Raw data:
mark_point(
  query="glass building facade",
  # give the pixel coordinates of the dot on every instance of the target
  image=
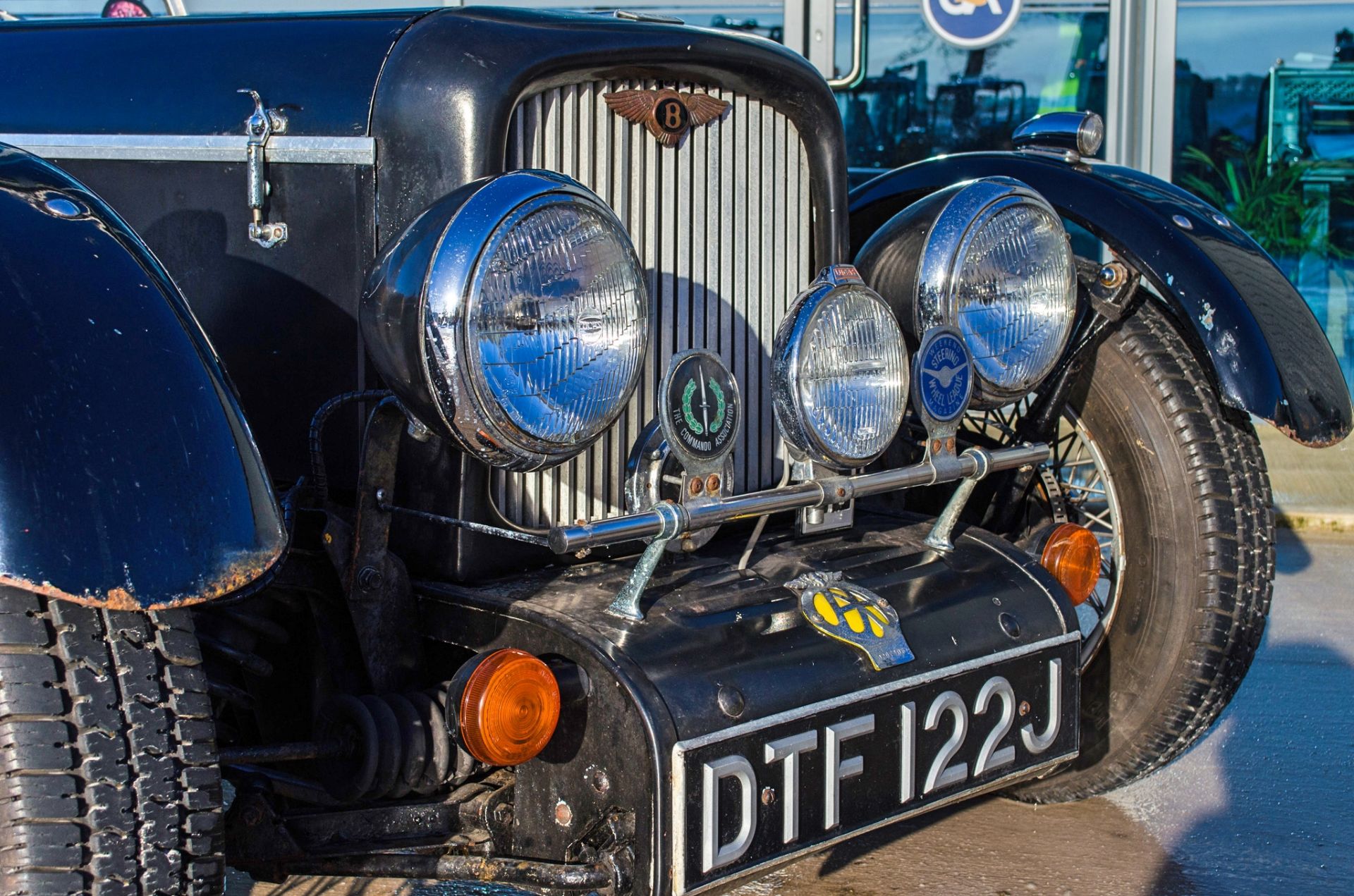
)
(1249, 103)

Short task: Copy the rows above line for line, but leave out the pictures.

Full response:
mark_point(
  query="glass building facade",
  # give the pixel coordinates of the dot on every instance of the target
  image=
)
(1249, 103)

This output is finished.